What is required: Would you extract the whole listing below and retype it exactly?

Records shown:

· · · ·

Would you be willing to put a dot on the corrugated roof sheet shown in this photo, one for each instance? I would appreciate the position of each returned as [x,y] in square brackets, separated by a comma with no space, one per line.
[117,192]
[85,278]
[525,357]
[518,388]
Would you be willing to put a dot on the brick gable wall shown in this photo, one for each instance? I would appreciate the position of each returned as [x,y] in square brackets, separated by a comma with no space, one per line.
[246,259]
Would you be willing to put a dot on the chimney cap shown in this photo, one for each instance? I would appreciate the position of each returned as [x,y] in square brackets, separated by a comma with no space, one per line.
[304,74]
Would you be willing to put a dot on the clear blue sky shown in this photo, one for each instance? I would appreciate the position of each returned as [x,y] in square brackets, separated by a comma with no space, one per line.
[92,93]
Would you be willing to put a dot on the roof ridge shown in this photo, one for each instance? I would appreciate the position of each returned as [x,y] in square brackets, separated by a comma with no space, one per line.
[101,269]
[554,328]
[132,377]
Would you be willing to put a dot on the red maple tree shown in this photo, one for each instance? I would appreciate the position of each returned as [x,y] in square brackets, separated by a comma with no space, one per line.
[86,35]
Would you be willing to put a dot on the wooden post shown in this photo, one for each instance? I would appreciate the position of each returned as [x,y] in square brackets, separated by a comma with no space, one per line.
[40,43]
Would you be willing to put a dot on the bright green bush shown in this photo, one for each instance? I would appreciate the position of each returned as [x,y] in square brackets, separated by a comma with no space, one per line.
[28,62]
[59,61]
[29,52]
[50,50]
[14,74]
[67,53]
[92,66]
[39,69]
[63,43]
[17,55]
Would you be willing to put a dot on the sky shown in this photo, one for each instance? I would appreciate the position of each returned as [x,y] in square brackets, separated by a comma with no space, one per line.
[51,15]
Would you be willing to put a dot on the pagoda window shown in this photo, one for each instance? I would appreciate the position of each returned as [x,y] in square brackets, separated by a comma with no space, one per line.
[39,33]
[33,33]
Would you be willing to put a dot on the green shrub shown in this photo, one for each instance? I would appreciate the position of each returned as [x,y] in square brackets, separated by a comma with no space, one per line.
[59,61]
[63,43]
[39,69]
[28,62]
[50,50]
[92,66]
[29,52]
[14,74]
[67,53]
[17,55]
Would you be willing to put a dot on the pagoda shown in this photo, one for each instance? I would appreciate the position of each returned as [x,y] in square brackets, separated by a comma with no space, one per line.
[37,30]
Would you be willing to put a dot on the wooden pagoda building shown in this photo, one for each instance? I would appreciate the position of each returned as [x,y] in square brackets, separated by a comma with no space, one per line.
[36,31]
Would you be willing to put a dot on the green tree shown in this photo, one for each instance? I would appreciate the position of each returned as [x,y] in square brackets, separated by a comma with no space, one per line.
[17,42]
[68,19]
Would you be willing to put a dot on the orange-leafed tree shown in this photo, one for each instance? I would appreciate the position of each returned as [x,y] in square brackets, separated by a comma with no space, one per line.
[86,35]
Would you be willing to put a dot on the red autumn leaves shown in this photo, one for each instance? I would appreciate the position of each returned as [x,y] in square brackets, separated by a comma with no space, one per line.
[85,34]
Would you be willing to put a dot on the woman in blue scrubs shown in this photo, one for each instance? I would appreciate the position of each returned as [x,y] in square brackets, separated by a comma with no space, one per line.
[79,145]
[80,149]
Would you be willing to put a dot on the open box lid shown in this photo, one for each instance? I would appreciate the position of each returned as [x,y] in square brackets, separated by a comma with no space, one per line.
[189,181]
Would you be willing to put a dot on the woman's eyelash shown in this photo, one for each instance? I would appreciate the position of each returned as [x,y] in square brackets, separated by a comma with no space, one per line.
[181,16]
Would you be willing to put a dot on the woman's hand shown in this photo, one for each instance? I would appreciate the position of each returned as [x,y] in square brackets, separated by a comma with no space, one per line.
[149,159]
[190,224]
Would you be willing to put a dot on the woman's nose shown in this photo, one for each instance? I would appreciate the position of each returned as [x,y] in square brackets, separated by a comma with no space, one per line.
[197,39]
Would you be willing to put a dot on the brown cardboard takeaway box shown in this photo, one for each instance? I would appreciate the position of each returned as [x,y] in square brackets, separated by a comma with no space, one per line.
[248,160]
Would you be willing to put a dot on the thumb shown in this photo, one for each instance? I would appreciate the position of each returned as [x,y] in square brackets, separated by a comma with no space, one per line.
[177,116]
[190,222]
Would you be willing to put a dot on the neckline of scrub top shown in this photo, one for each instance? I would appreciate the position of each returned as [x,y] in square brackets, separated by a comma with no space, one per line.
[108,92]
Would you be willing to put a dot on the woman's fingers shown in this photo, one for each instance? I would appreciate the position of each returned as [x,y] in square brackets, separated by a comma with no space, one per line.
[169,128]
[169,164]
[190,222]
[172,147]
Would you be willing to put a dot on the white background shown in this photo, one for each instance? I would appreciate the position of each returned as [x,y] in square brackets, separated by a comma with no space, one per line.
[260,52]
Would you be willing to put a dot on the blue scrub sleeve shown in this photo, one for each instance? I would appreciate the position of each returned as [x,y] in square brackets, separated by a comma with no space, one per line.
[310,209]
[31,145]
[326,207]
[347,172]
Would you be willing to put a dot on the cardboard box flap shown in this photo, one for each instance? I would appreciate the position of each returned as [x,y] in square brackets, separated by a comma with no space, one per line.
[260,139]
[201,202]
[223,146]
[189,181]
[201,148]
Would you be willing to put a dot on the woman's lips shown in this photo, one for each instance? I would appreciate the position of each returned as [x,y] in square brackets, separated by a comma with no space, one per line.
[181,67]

· · · ·

Response:
Would you be willing to put a dot on the corrugated roof sheet shown in this photo, one for each instance? I would appreciate the position of each returned as [x,y] in square brackets, separated by a comma with no space, one per line.
[117,192]
[85,278]
[525,357]
[518,388]
Would you be willing to put a dot on the brick gable wall shown in this photo, one for each instance? I would appreciate the position of each returned as [x,y] in square brackets, separated by a comma with no space, one per line.
[246,259]
Would you be willing to put a dot on the chimney cap shown in this photo, one for each instance? I would appreciate the position of each returned as [x,y] in square brackets, separated by a comma with no space, one per line.
[304,74]
Would you be willing to put a dot on the clear blue sky shown in this photo, one for each instance? I would appreciate the position of each returned as [x,y] in square brackets, separated by a comma with no space, one per line.
[92,93]
Would you be willing to put a dot on the roof ridge shown in this photo, one for each instance? I would appreciate the position of each returned as [x,y] in square brackets, separated by a comma with no space, one per line.
[101,269]
[554,328]
[132,377]
Would you be willing to put a dot on the red maple tree shown in this photo, one for each instance? I would appreciate the position of each returned as [x,y] in square brackets, separated by a comma with no space, one per line.
[86,35]
Would you be willing to put a dot on the wooden post shown in this photo, one for each instance? I would appreciate the position of each returned as [x,y] in square brackets, separated by a comma with no space, one per line.
[40,43]
Would you be willing to put a dot on the bright green bush shown in this photo, one for each instance? I would appreciate the position of each returned as [x,y] in square brackets, separated by a comma with no space, one per line.
[28,62]
[59,61]
[29,52]
[50,50]
[14,74]
[67,53]
[92,66]
[39,69]
[63,43]
[17,55]
Would you be willing to put a dot on the sky shown in this photo, one for each instance? I would appreciate the position of each returned as [x,y] in square brackets, separated by a comma with no space, one per line.
[51,15]
Would you be willing to put a dot on the pagoda window shown in this photo, one for each instance? I would appreciate the position of each returned as [x,y] in square brackets, separated by a comma with no space, one per line.
[39,33]
[33,33]
Would you be willing to put a dot on the green shrub shown in this photo, one for each instance? I would appreciate the position of each returned as [x,y] in square brackets, separated by a comma with no space, one per line.
[59,61]
[63,43]
[39,69]
[28,62]
[50,50]
[92,66]
[29,52]
[14,74]
[67,53]
[17,55]
Would you be willing to put a dot on the pagoda shown in this photo, one for each instance? I would appreciate the position of each returned as [x,y] in square brackets, separated by a comma with no space, one per line.
[37,30]
Would you be willing to put a dot on the wooden pagoda building shown in this photo, one for each instance? I would appreciate the position of each returned as [x,y] in square brackets, separated by a comma with no space, one per line.
[36,31]
Would you be willing to put a dot on the green tree shown in this photo, one for each instance? I would appreciate the position of each returned as [x,y] in square brackets, separated by a comma with no space, one per line.
[17,42]
[68,19]
Would you be willing to put a dot on the orange-leafed tree shown in this photo, one for each instance? I would appreciate the position of each returned as [x,y] in square brackets, separated by a comma with no space, one per line.
[86,35]
Would you be willing to put a dot on the red autumn leaves shown in this photo, one for each instance? I would appreciate the position of each returned as [x,y] in square brackets, separated by a comma with no space, one per line.
[85,34]
Would you be willing to put a dot on the woman in blue scrubs shown in this photo, one for each instance? I would appreciate the position of each returned as [x,y] in square brackets, separated by a comma with no space, one per line.
[79,145]
[80,149]
Would you be willing to put a dot on the open box lid shown in this photo, one for each instance? I would appreciate the position of each returned as [x,y] in square brackets, separated by a comma with no space, one per line.
[189,181]
Would you be willing to put a dot on the woman's eyelash shown in this photo, one for each instance? I would appreciate the position of each returned as [x,y] in square brackets, separated by a comma with no space, one per line.
[181,16]
Would you be willing to put a dot on the woman's hand shown in this photo, one for each instance? I would appreciate the position of each returned as [x,y] in square brackets, separated by a comma with no space, one per line.
[149,159]
[190,224]
Would you be willing to put a dot on the woman's nose shown in this photo, one for each instance? I would appreciate the position of each returned as [x,y] in square brackets, separated by a comma with no space, one per line.
[197,39]
Would you be willing to put a dot on the brown cardboard takeaway box shown in this photo, one for each instance? I would appreciate the position of each returned as [x,y] in square brackets, separated by a comma with no space, one per line.
[248,160]
Would you be willing to put a dot on the thumb shown in this photo, one for each instance? I would appreciate the position of each returned as [x,y] in square brackets, separated by a comma with no space, one per line.
[177,116]
[190,222]
Would you be willing to put a dot on the neckline of scrub top shown in this photo, one for each instance? I would appreciate the position of each returned as [x,y] in square brackets, separated by a comma with no space, one per line.
[108,92]
Would you be willing to put a dot on the woman's fingers shown in this photo, one for each instance? I would appreciate the position of each returned as [x,y] in square brackets, separated by a comma with no space, one per line.
[169,128]
[169,164]
[190,222]
[172,147]
Would you be willing to put a dot on the white background shown in this photo, one for each instance? I would appreciate the position of each returned as [x,y] in square brackets, separated by a comma with no space, one per line.
[260,52]
Would you be willing to put a dot on the blue scrub sleeve shown in this photo, one for each instance? I would appreciate the position of each returned as [x,y] in square brackets, separated by a comma with no space, one per line.
[310,209]
[31,145]
[326,207]
[347,172]
Would you be willing to put a dot on the cardboard box flap shown in this photo, one for each instance? I would appreciate the position of each returned as [x,y] in square brackets, separated by a comma with no space, one per line.
[260,139]
[201,202]
[223,146]
[189,181]
[201,148]
Would you be willing to put a dot on the woman's lips shown in this photo, one for each instance? I would appreciate the position of each returned as [x,y] in square brackets, separated by a comma with no space, one per line.
[181,67]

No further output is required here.